-- Begin INPUT ROWS --
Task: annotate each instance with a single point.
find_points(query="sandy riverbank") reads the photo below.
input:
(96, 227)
-- End INPUT ROWS --
-- Begin INPUT ROWS --
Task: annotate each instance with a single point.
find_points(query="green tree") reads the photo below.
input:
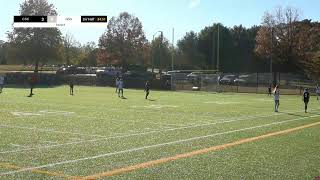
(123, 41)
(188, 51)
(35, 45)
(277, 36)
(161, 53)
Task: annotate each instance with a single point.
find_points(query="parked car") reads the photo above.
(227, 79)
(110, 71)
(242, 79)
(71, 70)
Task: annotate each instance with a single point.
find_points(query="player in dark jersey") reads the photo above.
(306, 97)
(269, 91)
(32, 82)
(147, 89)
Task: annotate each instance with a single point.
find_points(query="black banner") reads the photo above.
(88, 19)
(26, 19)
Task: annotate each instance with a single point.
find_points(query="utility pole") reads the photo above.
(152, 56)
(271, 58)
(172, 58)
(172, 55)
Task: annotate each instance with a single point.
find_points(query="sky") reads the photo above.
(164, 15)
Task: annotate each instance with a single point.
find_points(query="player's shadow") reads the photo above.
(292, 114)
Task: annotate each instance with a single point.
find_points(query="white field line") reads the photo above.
-- End INPUT ROWS --
-- Begin INPUT ROWS --
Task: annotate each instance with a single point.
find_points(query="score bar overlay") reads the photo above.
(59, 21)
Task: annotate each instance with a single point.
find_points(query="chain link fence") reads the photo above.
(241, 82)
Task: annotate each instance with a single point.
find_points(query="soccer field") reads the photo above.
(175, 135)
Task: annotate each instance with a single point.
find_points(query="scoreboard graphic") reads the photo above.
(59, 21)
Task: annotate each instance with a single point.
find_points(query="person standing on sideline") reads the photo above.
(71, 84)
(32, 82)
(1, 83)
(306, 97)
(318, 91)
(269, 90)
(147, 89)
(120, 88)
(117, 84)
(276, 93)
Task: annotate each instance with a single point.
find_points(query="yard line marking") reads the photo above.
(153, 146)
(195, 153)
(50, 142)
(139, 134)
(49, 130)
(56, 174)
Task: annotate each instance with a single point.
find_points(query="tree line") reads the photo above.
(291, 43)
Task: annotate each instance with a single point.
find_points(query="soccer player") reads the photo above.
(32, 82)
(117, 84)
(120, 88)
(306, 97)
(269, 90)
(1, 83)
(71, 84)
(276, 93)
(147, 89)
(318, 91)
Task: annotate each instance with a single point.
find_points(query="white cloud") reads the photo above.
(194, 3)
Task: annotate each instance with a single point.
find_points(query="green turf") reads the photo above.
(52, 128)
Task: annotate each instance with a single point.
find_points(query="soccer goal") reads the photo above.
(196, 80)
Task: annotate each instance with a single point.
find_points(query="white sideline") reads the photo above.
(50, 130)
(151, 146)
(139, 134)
-- End INPUT ROWS --
STATED PROBLEM> Show each line above that contains the word "sideline", copying it in full.

ANSWER TO THIS PROBLEM>
find_points(query="person standing on sideline") reads the photo above.
find_points(query="white sideline") reads the photo above.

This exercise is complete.